**WORK ORDER**
Where does the word "instance" show up in the records? Copy every line that has it.

BEGIN

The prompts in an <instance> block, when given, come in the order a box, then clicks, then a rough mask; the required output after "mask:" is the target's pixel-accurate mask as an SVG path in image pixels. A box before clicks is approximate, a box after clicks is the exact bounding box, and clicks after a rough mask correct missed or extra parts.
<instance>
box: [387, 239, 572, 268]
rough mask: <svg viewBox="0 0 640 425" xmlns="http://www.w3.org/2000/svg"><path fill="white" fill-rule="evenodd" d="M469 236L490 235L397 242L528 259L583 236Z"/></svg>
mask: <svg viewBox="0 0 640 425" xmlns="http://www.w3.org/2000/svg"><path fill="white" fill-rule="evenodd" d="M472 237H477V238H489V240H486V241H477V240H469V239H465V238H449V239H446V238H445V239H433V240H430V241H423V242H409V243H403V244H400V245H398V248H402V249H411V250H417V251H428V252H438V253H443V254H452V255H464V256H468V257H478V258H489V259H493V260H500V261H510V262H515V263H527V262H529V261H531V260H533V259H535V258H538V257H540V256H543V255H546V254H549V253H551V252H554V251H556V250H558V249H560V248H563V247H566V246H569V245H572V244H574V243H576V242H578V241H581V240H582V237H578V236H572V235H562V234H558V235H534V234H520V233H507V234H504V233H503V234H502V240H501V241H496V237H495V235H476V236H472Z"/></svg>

END

**FINISHED EXERCISE**
The prompts in an <instance> block, when given, come in the order a box, then clicks, then a rough mask; the required output after "mask:" is the target's pixel-accurate mask as an SVG path in image pixels. A box before clicks is approximate, a box after clicks is the exact bounding box, and clicks after a rough mask correct missed or extra parts.
<instance>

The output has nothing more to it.